■ **WHAT TO PRODUCE**
Give back every record word for word, keeping the pictures out.

■ **AVAILABLE DATA**
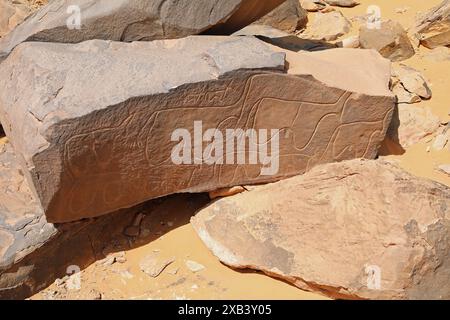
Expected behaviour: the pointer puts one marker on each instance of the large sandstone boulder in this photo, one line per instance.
(289, 16)
(391, 40)
(353, 230)
(101, 126)
(433, 28)
(34, 253)
(133, 20)
(11, 14)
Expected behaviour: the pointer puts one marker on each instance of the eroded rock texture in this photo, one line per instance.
(34, 253)
(73, 21)
(95, 119)
(433, 28)
(355, 230)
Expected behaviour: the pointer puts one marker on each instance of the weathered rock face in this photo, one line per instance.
(33, 252)
(11, 15)
(433, 29)
(391, 40)
(125, 20)
(289, 16)
(327, 26)
(411, 124)
(83, 139)
(357, 229)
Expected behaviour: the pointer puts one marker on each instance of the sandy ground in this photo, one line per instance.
(216, 281)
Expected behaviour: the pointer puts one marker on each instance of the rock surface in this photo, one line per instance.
(133, 20)
(411, 124)
(433, 28)
(289, 16)
(33, 252)
(11, 14)
(410, 85)
(112, 132)
(353, 230)
(391, 40)
(327, 26)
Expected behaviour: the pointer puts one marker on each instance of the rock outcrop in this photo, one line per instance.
(353, 230)
(98, 118)
(11, 15)
(289, 17)
(73, 21)
(433, 28)
(34, 253)
(391, 40)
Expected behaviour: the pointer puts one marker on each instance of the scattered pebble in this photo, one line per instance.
(194, 266)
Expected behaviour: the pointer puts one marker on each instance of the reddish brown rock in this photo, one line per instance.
(33, 252)
(353, 230)
(95, 132)
(289, 16)
(11, 14)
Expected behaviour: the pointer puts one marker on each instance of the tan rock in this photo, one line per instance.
(404, 96)
(342, 3)
(433, 28)
(412, 80)
(327, 26)
(411, 124)
(226, 192)
(11, 14)
(289, 16)
(95, 128)
(445, 168)
(438, 54)
(310, 5)
(73, 21)
(353, 230)
(391, 40)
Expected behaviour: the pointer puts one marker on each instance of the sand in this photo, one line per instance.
(216, 281)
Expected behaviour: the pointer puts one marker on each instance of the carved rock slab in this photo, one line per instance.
(34, 253)
(92, 123)
(73, 21)
(360, 229)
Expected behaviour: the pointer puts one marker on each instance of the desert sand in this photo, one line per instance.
(216, 281)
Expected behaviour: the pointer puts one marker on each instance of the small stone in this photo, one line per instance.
(131, 231)
(194, 266)
(153, 265)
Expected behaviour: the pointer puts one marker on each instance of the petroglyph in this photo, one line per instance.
(117, 153)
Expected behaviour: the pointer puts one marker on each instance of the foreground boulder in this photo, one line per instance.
(34, 253)
(100, 126)
(353, 230)
(73, 21)
(433, 28)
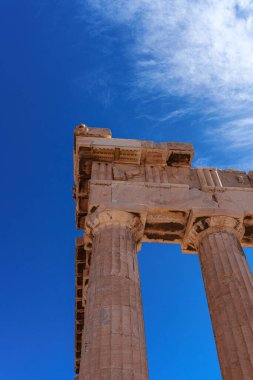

■ **RESPONSE FOR THIS EXERCISE**
Expected behaviour: the pointer puts one marker on each instance of the large sandstone boulder in this photo, one line per instance.
(289, 16)
(391, 40)
(353, 230)
(101, 126)
(433, 28)
(34, 253)
(133, 20)
(11, 14)
Expected behaviour: the pointer puts one marker on each instance of the eroded rock texture in this photo, one line per instance.
(34, 253)
(73, 21)
(95, 119)
(433, 28)
(355, 230)
Expected behaviour: the pointer puts one marker on each instance of the weathered rock face in this photo, one line per instance.
(33, 252)
(11, 15)
(433, 29)
(391, 40)
(125, 20)
(289, 16)
(327, 26)
(411, 124)
(83, 139)
(357, 229)
Expected behaviour: the pointer puts one marker on each instance of the sandy ground in this photo, one line per instance.
(216, 281)
Expected behaviour: the pointer puts one marker on each instance of the rock surface in this photo, one line per instance.
(133, 20)
(411, 124)
(433, 28)
(289, 16)
(33, 252)
(11, 14)
(410, 85)
(112, 132)
(353, 230)
(391, 40)
(327, 26)
Expected behaviour: the pointer puts one marker on each instance of the rock outcrop in this photo, one line per instance.
(353, 230)
(98, 118)
(11, 15)
(289, 17)
(73, 21)
(433, 28)
(34, 253)
(391, 40)
Expected behaviour: the pointer puts one marker on each instance of the scattered pebble in this photo, one line per instance.
(194, 266)
Expected behaviour: the pointer puts one marker on each instance of the reddish brown rock in this photo, one line per instance.
(33, 252)
(353, 230)
(95, 132)
(289, 16)
(11, 14)
Expected behaviour: the pointer puts one marker on each instance of the tan rock in this photo, one line per instance.
(404, 96)
(342, 3)
(433, 28)
(412, 80)
(327, 26)
(411, 124)
(226, 192)
(11, 14)
(289, 16)
(95, 128)
(445, 168)
(438, 54)
(310, 5)
(73, 21)
(353, 230)
(391, 40)
Expected behaviour: the pointer puts one marker on each instance of the sand in this photo, one line per instance.
(216, 281)
Expected behaviour: the pointer puts one marker on each instance of the carved rock slab in this photo, one line per instance.
(34, 253)
(92, 123)
(73, 21)
(360, 229)
Expected behaviour: the pointer puts one marker on each instance of the desert sand in this photo, one line per instance.
(216, 281)
Expected behaviour: the pointer puts one marker on each instance of the small stone in this photo, one line per instance.
(131, 231)
(194, 266)
(153, 265)
Expected behaviour: the pointer puts one marker on each instance of the petroglyph in this photo, one line per instance.
(117, 153)
Expected behaviour: the pointer puts one marker on each instance of the foreground boulder in this photo, one line per instance.
(34, 253)
(100, 126)
(353, 230)
(73, 21)
(433, 28)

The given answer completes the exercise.